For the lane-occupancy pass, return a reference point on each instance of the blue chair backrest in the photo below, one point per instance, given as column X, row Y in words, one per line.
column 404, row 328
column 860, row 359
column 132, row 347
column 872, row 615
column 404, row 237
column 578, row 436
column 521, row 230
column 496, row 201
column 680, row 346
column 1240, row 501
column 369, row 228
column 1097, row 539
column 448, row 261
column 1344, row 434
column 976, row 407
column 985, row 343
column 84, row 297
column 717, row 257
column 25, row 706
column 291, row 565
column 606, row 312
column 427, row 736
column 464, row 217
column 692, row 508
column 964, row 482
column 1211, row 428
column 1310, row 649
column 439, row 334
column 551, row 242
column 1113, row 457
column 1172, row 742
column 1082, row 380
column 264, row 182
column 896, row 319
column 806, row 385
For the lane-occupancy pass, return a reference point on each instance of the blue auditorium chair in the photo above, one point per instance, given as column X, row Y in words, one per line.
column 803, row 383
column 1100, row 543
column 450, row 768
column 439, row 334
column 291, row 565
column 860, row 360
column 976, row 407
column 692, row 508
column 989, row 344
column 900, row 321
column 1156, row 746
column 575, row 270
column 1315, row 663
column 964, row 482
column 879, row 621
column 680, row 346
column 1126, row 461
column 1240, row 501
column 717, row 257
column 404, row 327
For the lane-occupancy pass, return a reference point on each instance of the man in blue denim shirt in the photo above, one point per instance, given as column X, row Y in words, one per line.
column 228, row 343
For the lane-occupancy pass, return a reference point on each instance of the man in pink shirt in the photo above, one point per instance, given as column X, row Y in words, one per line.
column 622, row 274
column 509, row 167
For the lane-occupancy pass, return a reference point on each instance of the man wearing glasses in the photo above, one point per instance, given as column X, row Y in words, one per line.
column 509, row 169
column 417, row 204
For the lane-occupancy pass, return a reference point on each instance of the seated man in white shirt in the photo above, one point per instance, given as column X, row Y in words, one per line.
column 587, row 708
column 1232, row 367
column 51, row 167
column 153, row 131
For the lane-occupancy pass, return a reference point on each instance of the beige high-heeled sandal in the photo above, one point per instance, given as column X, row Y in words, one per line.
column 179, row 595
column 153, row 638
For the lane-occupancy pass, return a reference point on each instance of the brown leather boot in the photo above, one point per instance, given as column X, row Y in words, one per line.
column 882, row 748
- - - -
▶ HOW TO COMPLETE THIS TASK: Restate all of the material above exactly as written.

▶ EXERCISE OUTPUT:
For the lane-occupancy pass, return a reference point on each instance of the blue chair backrest in the photo below, one point per instance, given as column X, row Y in words, one per line.
column 404, row 328
column 860, row 359
column 132, row 347
column 872, row 615
column 404, row 237
column 578, row 436
column 521, row 230
column 496, row 201
column 680, row 346
column 1240, row 501
column 369, row 228
column 1097, row 539
column 448, row 261
column 1344, row 434
column 976, row 407
column 985, row 343
column 84, row 297
column 717, row 257
column 25, row 706
column 291, row 565
column 606, row 312
column 427, row 736
column 464, row 217
column 692, row 508
column 964, row 482
column 1211, row 428
column 1310, row 649
column 439, row 334
column 551, row 242
column 1113, row 457
column 1172, row 742
column 1082, row 380
column 264, row 182
column 896, row 319
column 806, row 385
For the lane-occupancy pass, return a reference point on each instance of the blue auditorium chair in the photo above, one point per instance, given as column X, row Y in words, one per line.
column 803, row 383
column 1100, row 543
column 450, row 768
column 439, row 334
column 291, row 565
column 860, row 360
column 976, row 407
column 692, row 508
column 989, row 344
column 900, row 321
column 1156, row 746
column 575, row 270
column 1315, row 663
column 964, row 482
column 879, row 621
column 680, row 346
column 1126, row 461
column 1240, row 501
column 717, row 257
column 404, row 327
For the lane-occupancy pass, return a reference point on each instance of the man in blue denim shirt in the photo above, one point per instance, given as column X, row Y in words, one per line.
column 228, row 343
For the lane-occupancy pass, return a reference point on each instance of the man in pink shirt in the photo above, one point per instance, given as column X, row Y in words, one per line.
column 622, row 274
column 509, row 167
For the lane-occupancy pass, return a reference point on each instance of the man wearing glasses in the photo above, one point per instance, given as column X, row Y in words, one per line.
column 509, row 169
column 417, row 204
For the lane-occupancy pass, return a reference point on each instance of the seated man in white shirt in the photo above, one point per instance, given as column X, row Y in words, one per line.
column 587, row 708
column 1232, row 367
column 51, row 167
column 153, row 131
For the lane-occupancy pass, return a reference point on each instance of the beige high-heeled sandal in the photo above, one point per instance, given as column X, row Y in words, one per line.
column 179, row 595
column 153, row 638
For the lane-occupancy pass, return a reference point on each instance of the brown leather boot in the photo above, one point per instance, given as column X, row Y in words, one per line.
column 882, row 748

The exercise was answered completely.